## TASK GOAL
Find the line that contains "Confirm that each instance of the downspout", then repeat it and each line after it to the end of the records, exactly.

## ENTRIES SHOWN
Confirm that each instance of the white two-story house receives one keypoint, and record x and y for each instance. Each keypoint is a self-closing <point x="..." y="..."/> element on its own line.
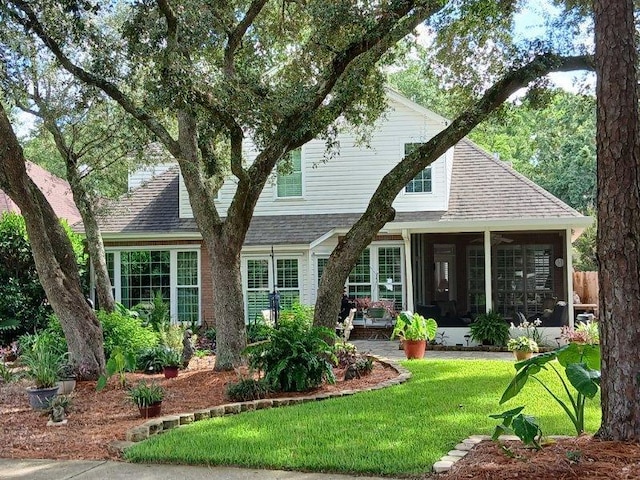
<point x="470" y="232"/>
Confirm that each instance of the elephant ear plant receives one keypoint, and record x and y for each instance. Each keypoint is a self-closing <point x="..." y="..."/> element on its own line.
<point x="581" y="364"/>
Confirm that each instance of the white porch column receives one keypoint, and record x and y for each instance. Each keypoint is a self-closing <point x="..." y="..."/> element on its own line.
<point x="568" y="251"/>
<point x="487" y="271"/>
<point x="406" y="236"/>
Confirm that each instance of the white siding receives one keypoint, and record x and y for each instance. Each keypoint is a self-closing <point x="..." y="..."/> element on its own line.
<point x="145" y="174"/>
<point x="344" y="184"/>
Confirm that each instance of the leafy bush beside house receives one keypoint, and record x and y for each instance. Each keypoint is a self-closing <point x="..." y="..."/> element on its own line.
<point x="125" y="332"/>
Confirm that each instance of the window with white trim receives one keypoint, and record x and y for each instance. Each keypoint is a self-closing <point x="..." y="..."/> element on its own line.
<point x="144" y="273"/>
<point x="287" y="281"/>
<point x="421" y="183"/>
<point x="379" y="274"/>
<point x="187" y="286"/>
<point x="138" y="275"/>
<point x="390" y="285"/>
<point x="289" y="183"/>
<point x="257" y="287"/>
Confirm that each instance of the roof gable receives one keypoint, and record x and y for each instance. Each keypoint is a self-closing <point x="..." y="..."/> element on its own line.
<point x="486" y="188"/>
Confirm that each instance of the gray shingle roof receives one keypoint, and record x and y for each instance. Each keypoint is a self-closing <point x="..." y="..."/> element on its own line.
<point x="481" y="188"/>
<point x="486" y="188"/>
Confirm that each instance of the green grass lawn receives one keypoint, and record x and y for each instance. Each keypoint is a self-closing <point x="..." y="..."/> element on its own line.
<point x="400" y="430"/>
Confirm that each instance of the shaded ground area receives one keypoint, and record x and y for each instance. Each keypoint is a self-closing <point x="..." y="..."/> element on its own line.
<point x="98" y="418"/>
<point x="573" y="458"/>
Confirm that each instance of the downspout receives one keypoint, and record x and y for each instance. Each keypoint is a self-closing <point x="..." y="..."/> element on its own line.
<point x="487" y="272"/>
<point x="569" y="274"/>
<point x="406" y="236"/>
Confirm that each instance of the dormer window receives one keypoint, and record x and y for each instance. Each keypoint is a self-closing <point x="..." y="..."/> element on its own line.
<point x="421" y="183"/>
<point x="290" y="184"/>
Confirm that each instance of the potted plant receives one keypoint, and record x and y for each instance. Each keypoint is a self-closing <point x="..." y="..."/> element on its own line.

## EXERCISE SOLUTION
Confirm that each instance of the downspout receives one keypoint, and record x and y for each instance. Each keypoint is a self-closing <point x="..." y="..."/> element on its own line.
<point x="487" y="272"/>
<point x="569" y="274"/>
<point x="406" y="236"/>
Confirm that each instance of the dormer window receives one keypoint, and record x and y for each instance. Each keypoint is a self-closing <point x="..." y="..."/> element on its own line.
<point x="421" y="183"/>
<point x="290" y="184"/>
Confirm that each instance of the potted plant receives one keypoint, and record x and y for each instance. Each keypoint is a self-closing <point x="..." y="..."/> element on its own line.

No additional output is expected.